— start of TEXT PROVIDED —

I've tried different methods on traditional setup,but i never get any close to the triangular setup , especially comes to the low freq. However, i notice the high is a bit recessed. In the end i'm pretty happy with triangular setup as the sound is balanced. Being said that, i still have corner traps and fist refection point :) It looks kind of cool.
Hi.
Not that bad at all , given there a voided wood ceiling which helps bigtime to tame down ringing in a not-too-small room dedicated for audio.
To stop uncontrolled reflections from the two french doors backing the loudspeakers, just add a thick curtain which can be rolled aside to show the lake scenary outside when music is off.
You may add cheapie decorative wall carpets at both sides of the wall franking the loudspeakers, preferrably at the location of FIRST reflections from your loudspeaker.
Lay wall-to-wall carpet, with fully bonded rubber underlay to absorb footdrops & side/ backwall reflections.
Then try to clap yr hands to detect any prolonged reverberations.
Then take from there.
Don't think you need to drop a bundle for it.
The final question: you still want yr music for your weekends - without yr neighbours' finger pointing?
c-J
Thanks so much for the informative suggestions so far. And although I'm obviously not accumulating tons of support :-), I was obviously prepared to hear what I didn't necessarily want to hear. I don't post questions otherwise....

— end of TEXT PROVIDED —
— start of INFORMATION PROVIDED —

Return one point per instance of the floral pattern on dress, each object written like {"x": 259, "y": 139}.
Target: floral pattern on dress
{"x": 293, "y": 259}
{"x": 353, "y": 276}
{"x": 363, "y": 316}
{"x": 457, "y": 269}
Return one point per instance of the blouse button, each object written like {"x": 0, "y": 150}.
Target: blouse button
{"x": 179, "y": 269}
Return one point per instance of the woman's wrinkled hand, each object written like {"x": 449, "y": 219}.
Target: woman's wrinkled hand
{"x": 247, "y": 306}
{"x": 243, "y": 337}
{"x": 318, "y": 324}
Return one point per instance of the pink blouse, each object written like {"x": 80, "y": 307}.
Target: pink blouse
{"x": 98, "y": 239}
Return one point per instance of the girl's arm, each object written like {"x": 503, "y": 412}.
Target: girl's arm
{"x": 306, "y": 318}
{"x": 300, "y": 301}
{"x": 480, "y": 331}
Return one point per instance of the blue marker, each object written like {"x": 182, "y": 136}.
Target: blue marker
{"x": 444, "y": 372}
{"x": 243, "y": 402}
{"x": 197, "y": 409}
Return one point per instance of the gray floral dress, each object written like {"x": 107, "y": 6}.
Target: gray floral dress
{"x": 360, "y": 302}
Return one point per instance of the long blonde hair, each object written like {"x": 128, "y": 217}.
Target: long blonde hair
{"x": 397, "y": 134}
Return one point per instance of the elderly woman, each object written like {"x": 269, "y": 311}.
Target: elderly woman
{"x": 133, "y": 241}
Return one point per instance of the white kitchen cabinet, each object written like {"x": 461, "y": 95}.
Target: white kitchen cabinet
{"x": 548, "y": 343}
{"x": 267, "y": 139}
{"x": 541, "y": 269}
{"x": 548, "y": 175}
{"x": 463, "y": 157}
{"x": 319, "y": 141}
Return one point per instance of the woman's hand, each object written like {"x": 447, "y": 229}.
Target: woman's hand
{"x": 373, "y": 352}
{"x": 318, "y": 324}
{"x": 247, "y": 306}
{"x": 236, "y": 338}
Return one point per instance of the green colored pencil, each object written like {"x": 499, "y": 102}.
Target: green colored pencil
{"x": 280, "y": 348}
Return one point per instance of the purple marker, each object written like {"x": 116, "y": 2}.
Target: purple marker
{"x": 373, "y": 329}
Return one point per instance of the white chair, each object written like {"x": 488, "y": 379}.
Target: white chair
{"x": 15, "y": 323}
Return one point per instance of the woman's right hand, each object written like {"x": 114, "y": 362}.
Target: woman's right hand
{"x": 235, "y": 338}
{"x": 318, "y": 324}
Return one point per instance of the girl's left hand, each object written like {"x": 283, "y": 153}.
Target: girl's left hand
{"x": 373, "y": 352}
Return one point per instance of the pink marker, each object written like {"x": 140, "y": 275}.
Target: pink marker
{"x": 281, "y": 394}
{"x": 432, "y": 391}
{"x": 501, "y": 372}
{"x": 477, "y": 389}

— end of INFORMATION PROVIDED —

- [GIVEN EXERCISE 1]:
In the speaker-setup thread, what should be added to stop uncontrolled reflections from the two french doors behind the loudspeakers?
- [GIVEN EXERCISE 2]:
Copy out everything in the speaker-setup thread from "To stop uncontrolled" down to "any prolonged reverberations.".
- [GIVEN EXERCISE 3]:
Pick up the speaker-setup thread after its last sentence and keep it going.

- [RESULT 1]:
A thick curtain that can be rolled aside to show the lake scenery when the music is off.

- [RESULT 2]:
To stop uncontrolled reflections from the two french doors backing the loudspeakers, just add a thick curtain which can be rolled aside to show the lake scenary outside when music is off.
You may add cheapie decorative wall carpets at both sides of the wall franking the loudspeakers, preferrably at the location of FIRST reflections from your loudspeaker.
Lay wall-to-wall carpet, with fully bonded rubber underlay to absorb footdrops & side/ backwall reflections.
Then try to clap yr hands to detect any prolonged reverberations.

- [RESULT 3]:
One issue that might inform things, though, is that I now see that I obviously downplayed the amount of time we spend upstate. We're not a day's drive away -- more like 35 miles. So, we spend every weekend there, solid weeks in the summer (although it's a nasty commute, especially in the morning), and lots of vacation time. It's really a toss-up between apartment and cabin as to where more listening would get done. (Besides, apartment neighbors and audio systems *never* get along! Oh, well.) So, while folks are astute enough to ask, "will you use it enough?" the answer actually is, "yes."
And as far as the room, itself, is concerned, it's sat unused (except to store some furniture, which is now gone) for two or three years. The living room, den, library, bedrooms, sunroom, etc. -- almost all of the living space -- is all upstairs. (This place is *too* big for us -- considering our apartment is like a closet in comparison :-/ ) No, it's truly wasted space that I'm trying to utilize *somehow*.
That said, I certainly understand the obvious limitations of the space as a listening room (which is why I ask the question in the first place). I simply didn't know -- with my very rudimentary understanding of sound treatment options -- whether I had overlooked a very obvious and easy "fix" for the room. The very informed responses that I'm getting make me feel like my intuition (which is all that is was) was pretty much "spot on." This is likely not where I belong. Please, though, continued suggestions are most welcome.
Any many thanks to those of you who have taken time to help me out already. I definitely don't mean to argue -- particularly when the substance of the responses strikes me as right on! I simply didn't want the "you're never going to be there" misimpression (which *I* created) to dissuade anyone. Thanks!
You can certainly make the room work but it won't be cheap. You're up for carpet and some drapes to start but then you're up for some startup costs whatever you choose to use the room for so there may not be much difference there. It's what comes later that may make the difference.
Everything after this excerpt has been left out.